> _Text passage_
Haven't really read much in this thread but what I can say is that the legitimacy of the schefuling system is suspect when it's more likely that the scheduling system in the US reflects what was politically expendient for those in power at the time rather than addressing problems in a pragmatic and effective way.
And yeah there is a back and forth between too extremes in the rhetoric between the "harmless" and the "extremely harmful" side. A kind of black and white thinking, where one side is a combination of those who are trying to justify the status quo and those who believe them and the other are those who have discovered that it's not
extremely harmful as they had been told and take to the opposite extreme.
So here's the truth as I understand it. Marijuana is not harmless, but how harmful it is is very
much exaggerated by law enforcement.
One common myth about marijuana from thos who would claim that it isn't addictive. This isn't quite true, the truth is that it's extremely unlikely that one can develop a chemical dependency on the active drugs, the cannabinoids, that naturally occur in Marijuana flowers. Meaning that withdrawal symptoms from quitting are basically bery rare.

> _Supplied data_
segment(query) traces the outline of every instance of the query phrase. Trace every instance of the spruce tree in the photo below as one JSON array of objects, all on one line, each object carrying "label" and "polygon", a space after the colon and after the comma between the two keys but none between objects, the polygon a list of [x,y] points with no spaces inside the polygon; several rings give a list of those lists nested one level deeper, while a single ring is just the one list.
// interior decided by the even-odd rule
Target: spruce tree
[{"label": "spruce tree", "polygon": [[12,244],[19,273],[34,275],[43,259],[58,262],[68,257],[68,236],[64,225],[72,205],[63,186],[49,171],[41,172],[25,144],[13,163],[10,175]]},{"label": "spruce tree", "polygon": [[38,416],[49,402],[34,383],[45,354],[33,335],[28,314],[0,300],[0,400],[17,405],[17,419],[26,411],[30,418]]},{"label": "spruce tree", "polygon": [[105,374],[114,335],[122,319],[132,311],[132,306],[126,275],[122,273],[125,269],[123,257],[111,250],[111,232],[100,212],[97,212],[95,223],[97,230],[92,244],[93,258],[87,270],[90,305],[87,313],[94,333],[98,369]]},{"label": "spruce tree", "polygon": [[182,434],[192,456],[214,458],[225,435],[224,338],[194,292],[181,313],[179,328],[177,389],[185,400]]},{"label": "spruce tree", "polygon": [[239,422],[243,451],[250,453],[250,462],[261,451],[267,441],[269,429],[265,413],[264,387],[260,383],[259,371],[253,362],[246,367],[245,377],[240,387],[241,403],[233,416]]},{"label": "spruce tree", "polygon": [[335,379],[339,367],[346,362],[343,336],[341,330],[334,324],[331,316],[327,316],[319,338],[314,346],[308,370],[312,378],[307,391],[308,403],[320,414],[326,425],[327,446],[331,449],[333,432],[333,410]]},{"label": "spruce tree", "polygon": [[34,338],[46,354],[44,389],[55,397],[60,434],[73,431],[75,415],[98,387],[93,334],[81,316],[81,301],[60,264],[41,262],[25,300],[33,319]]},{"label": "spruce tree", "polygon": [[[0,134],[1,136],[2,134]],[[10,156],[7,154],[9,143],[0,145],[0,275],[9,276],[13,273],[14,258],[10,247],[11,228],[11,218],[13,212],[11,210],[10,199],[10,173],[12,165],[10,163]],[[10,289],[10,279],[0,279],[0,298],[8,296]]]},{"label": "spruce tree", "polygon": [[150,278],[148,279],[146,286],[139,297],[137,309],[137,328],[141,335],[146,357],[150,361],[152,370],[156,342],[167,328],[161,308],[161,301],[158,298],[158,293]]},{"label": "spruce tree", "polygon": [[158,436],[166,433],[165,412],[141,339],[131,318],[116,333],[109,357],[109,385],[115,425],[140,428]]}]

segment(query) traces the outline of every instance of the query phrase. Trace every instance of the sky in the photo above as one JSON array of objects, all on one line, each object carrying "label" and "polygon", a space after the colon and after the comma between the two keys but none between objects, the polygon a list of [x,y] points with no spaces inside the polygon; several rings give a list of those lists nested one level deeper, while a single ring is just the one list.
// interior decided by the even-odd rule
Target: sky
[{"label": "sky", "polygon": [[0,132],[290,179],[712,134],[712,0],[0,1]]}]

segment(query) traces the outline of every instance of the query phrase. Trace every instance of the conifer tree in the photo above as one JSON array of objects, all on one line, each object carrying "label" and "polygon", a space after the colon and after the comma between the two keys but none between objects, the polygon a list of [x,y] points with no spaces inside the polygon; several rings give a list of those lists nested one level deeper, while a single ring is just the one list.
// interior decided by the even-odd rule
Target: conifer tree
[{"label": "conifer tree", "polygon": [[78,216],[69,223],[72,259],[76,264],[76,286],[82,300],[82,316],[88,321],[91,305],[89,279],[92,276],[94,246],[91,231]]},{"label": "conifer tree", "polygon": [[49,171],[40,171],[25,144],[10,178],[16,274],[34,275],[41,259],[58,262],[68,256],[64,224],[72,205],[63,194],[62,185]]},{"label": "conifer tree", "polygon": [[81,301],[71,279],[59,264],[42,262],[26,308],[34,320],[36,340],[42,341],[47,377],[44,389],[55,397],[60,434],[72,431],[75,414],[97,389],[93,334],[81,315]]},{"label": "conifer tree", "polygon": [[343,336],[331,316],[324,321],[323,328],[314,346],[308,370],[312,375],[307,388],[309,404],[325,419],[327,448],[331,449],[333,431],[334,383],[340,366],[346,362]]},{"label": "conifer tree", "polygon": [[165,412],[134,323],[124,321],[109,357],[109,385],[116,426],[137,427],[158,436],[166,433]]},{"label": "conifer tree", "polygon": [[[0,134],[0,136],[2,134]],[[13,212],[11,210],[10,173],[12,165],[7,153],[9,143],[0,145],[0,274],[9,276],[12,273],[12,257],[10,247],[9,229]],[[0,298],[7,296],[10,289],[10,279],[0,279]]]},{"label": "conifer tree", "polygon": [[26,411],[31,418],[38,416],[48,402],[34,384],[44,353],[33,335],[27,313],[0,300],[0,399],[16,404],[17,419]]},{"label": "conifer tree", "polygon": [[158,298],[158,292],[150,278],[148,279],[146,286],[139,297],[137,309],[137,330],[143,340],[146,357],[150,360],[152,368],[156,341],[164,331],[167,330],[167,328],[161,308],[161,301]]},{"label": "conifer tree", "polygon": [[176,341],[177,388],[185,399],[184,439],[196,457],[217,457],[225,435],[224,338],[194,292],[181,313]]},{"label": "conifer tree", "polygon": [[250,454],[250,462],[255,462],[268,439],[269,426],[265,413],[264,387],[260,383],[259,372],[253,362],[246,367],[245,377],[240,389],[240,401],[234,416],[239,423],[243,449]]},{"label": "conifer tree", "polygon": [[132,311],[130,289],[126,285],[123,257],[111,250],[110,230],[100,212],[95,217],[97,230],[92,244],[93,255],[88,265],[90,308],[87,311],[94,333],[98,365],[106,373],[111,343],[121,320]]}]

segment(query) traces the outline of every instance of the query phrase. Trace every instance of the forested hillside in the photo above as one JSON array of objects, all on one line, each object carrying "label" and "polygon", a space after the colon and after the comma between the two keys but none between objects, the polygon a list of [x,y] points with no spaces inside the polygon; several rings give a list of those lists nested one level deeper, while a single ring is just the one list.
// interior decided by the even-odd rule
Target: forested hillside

> _Work instruction 1_
In the post on marijuana, what are the active drugs that naturally occur in marijuana flowers?
> _Work instruction 2_
Resume the post on marijuana, picking up right after its final sentence.

> _Exercise response 1_
The cannabinoids.

> _Exercise response 2_
However, marijuana can be addictive in a way similar to how gambling or social media use or certain foods high in fat, salt or sugar can be addictive for some. It stimulates production of dopamine in the reward path system of the brain via the canabinoid system which is what is ultimately responsible for the sensations of euphoria that many experience while high (it actually increases the amounts of dopamine released from various sensory stimuli, especially from eating, listening to music and sexual stimulation). While it's extremely rare to have chemical dependency, it's still possible to become emotionally or psychologically dependent on marijuana for things like mood regulation or anxiety management. However, the addiction liability is generally pretty low.
Other risk include psychologically negative reactions to the experience of being high. What effects that marijuana has on a user is dependent on two factors: 1) the strain used and its cannabinoid and terpene profile and 2) the biology of the person using it. On that second part, not everyone is even capable
of getting high, and those who can can't always experience the full range of potential effects. Some people experience certain negative psychological effects including heightened anxiety and low level paranoia, with a very small minority of people even experiencing what's called "marijuana psychosis" a temporary psychotic state one has while high which ends when the high wears off, more likely to happen if the levels of CBD are particularly low in the strain used, and sometimes dependent on the terpene profile as well.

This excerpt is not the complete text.